* begin *

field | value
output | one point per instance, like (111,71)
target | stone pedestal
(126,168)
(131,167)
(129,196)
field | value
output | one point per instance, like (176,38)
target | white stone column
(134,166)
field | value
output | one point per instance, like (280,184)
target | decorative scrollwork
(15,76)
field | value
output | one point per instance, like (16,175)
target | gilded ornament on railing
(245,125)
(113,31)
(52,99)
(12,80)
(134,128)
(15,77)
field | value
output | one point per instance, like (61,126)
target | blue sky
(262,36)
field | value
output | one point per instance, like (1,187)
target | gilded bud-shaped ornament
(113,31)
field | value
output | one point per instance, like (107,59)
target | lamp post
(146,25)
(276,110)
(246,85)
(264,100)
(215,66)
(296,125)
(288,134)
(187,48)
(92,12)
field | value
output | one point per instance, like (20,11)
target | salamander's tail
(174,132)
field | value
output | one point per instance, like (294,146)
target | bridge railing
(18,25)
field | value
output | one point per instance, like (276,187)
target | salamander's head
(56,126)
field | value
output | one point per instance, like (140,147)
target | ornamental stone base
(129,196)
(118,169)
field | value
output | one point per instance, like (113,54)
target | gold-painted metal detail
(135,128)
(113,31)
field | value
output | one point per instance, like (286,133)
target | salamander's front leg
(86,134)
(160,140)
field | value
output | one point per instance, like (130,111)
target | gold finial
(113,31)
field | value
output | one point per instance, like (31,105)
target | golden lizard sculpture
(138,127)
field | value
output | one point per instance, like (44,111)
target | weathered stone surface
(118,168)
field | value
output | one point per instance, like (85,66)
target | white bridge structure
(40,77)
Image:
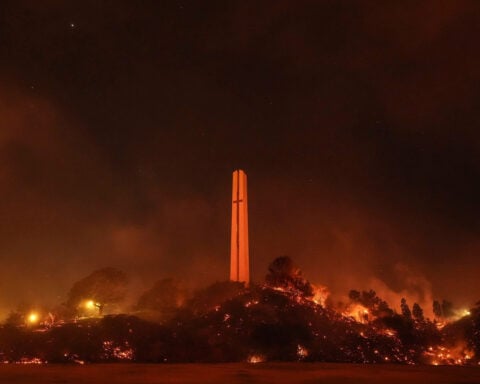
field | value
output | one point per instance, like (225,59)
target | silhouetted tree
(164,297)
(208,298)
(104,286)
(369,299)
(283,273)
(447,309)
(405,309)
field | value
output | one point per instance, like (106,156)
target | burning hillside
(284,319)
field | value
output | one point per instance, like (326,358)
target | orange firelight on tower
(239,258)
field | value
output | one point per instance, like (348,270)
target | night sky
(357,123)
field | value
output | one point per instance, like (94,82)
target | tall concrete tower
(239,259)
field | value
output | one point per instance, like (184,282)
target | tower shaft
(239,258)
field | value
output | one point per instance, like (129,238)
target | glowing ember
(33,318)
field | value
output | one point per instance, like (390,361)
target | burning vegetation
(284,319)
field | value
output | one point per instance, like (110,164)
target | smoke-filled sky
(357,123)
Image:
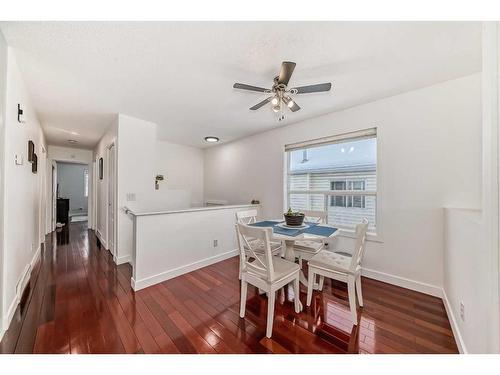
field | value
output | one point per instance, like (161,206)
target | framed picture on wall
(31,151)
(101,165)
(34,164)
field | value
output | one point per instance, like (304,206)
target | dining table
(289,235)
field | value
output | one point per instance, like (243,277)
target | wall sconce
(20,114)
(158,178)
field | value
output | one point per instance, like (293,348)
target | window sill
(370,236)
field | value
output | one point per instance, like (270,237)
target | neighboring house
(342,210)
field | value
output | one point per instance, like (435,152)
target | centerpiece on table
(294,218)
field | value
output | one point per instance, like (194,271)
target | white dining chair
(342,268)
(249,217)
(246,217)
(306,249)
(265,271)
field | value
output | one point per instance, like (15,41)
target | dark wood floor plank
(79,301)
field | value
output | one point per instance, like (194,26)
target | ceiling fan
(281,95)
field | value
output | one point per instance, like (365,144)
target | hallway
(80,302)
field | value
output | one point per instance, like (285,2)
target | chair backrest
(247,236)
(359,249)
(246,217)
(315,216)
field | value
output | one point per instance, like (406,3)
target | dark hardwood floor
(78,301)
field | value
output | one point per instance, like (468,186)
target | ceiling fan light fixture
(211,139)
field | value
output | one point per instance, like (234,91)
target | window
(85,182)
(349,200)
(335,174)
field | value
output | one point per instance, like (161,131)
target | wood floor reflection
(79,301)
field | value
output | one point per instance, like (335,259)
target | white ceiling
(180,74)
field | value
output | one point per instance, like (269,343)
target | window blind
(361,134)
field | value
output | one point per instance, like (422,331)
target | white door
(54,195)
(111,199)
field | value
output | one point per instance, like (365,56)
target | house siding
(345,216)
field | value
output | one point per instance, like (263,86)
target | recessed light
(211,139)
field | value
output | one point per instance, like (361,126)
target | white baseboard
(103,242)
(403,282)
(36,256)
(170,274)
(123,259)
(10,314)
(454,326)
(25,277)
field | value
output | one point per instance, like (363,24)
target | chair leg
(270,313)
(358,290)
(351,291)
(310,284)
(296,293)
(321,281)
(243,298)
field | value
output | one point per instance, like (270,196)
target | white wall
(3,94)
(71,181)
(140,157)
(171,244)
(23,190)
(136,173)
(466,279)
(429,143)
(472,259)
(182,167)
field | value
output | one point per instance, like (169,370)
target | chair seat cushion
(331,261)
(308,246)
(282,269)
(258,246)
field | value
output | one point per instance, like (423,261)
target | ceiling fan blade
(242,86)
(313,88)
(295,107)
(261,104)
(287,68)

* end *

• **What you are asked to do**
Every line above should be returned word for word, with the pictures left behind.

• **Task solution**
field | value
output | one point per instance, like (111,71)
target | stone pedestal
(126,168)
(131,167)
(129,196)
field | value
output | one point per instance, like (176,38)
target | white stone column
(134,166)
field | value
output | one point per instance, like (280,184)
target | decorative scrollwork
(15,76)
field | value
output | one point per instance, like (16,175)
target | gilded ornament on railing
(245,125)
(113,31)
(52,99)
(12,80)
(134,128)
(15,77)
field | value
output | one point per instance, like (61,126)
target | blue sky
(262,36)
field | value
output | one point per instance, like (1,187)
target | gilded bud-shaped ornament
(113,31)
field | value
output | one point per instance, like (107,59)
target | lamp post
(146,25)
(276,110)
(246,85)
(264,100)
(215,66)
(296,125)
(288,134)
(187,48)
(92,12)
field | value
output | one point per instance, like (20,11)
target | salamander's tail
(174,132)
field | value
output | one point per instance, like (294,146)
target | bridge railing
(18,25)
field | value
output | one point per instance, like (276,187)
target | salamander's head
(56,126)
field | value
output | one point per instance, like (140,147)
target | ornamental stone base
(129,196)
(118,169)
field | value
output | one point per instance, like (113,54)
target | gold-painted metal detail
(135,128)
(113,31)
field | value
output | one point per instance, like (286,133)
target | salamander's front leg
(86,134)
(160,140)
field | value
output | one point per instance, like (130,111)
target | gold finial
(113,31)
field | value
output | one point per instance, like (31,105)
target | golden lizard sculpture
(138,127)
field | value
output | one point per instance, like (44,111)
target | weathered stone surface
(118,168)
field | value
output | one point per instance, like (85,66)
target | white bridge structure
(40,77)
Image:
field | value
output | one point per instance, like (225,59)
target | silhouetted tree
(164,297)
(208,298)
(104,286)
(369,299)
(283,273)
(447,309)
(405,309)
field | value
output | one point per instance, like (106,156)
target | burning hillside
(284,319)
field | value
output | one point per instance, like (326,358)
target | orange firelight on tower
(239,258)
field | value
output | one point per instance, like (348,270)
target | night sky
(357,123)
field | value
output | one point per instance, like (94,82)
target | tall concrete tower
(239,259)
field | value
output | one point per instance, like (184,282)
target | tower shaft
(239,258)
field | value
output | one point per instance, like (129,238)
target | glowing ember
(33,318)
field | value
output | one point per instance, like (390,361)
target | burning vegetation
(284,319)
field | value
output | one point per instance, like (110,164)
target | smoke-filled sky
(357,123)
Image:
field | value
output | one point per instance, like (161,206)
target | framed picture on wall
(31,151)
(101,165)
(34,164)
field | value
output | one point per instance, like (304,206)
target | dining table
(289,235)
field | value
output | one point per instance, like (243,277)
target | wall sconce
(20,114)
(158,178)
field | value
output | one point per instance, like (293,348)
target | window sill
(370,236)
field | value
output | one point per instance, like (270,237)
target | neighboring house
(342,210)
field | value
output | one point per instance, like (435,152)
target | centerpiece on table
(294,218)
field | value
output | one point per instance, like (194,271)
target | white dining chair
(342,268)
(249,217)
(246,217)
(306,249)
(265,271)
field | value
output | one point per instance, like (15,41)
target | dark wood floor plank
(79,301)
field | value
output | one point per instance, like (194,26)
target | ceiling fan
(281,95)
field | value
output | one point per instance, like (365,144)
target | hallway
(80,302)
field | value
output | one point per instance, like (285,2)
target | chair backrest
(247,236)
(359,249)
(246,217)
(315,216)
field | value
output | one point per instance, like (406,3)
target | dark hardwood floor
(78,301)
field | value
output | one point per instance, like (468,186)
target | ceiling fan light fixture
(211,139)
field | value
output | one point per instance, like (234,91)
target | window
(85,182)
(349,200)
(335,174)
field | value
output | one point per instance, like (161,131)
target | wood floor reflection
(79,301)
field | value
output | one point per instance, like (335,259)
target | white ceiling
(180,74)
field | value
output | one point per instance, like (269,343)
target | window blind
(361,134)
field | value
output | one point per instance, like (422,331)
target | white door
(54,195)
(111,199)
field | value
output | one point per instance, like (365,56)
target | house siding
(345,216)
field | value
output | one point per instance, like (263,86)
target | recessed light
(211,139)
field | value
output | one point per instance, like (361,126)
target | white baseboard
(103,242)
(403,282)
(36,256)
(170,274)
(123,259)
(10,314)
(454,326)
(25,277)
field | value
output | one point per instance, like (363,24)
target | chair leg
(270,313)
(358,290)
(351,291)
(310,284)
(296,293)
(321,281)
(243,298)
field | value
output | one point per instance, like (270,196)
target | white wall
(3,94)
(71,181)
(140,157)
(171,244)
(23,190)
(136,173)
(466,279)
(429,143)
(472,259)
(182,167)
field | value
output | one point per instance, like (169,370)
target | chair seat cushion
(331,261)
(308,246)
(282,269)
(258,246)
field | value
output | one point per instance, like (423,261)
target | ceiling fan blade
(242,86)
(313,88)
(295,107)
(261,104)
(287,68)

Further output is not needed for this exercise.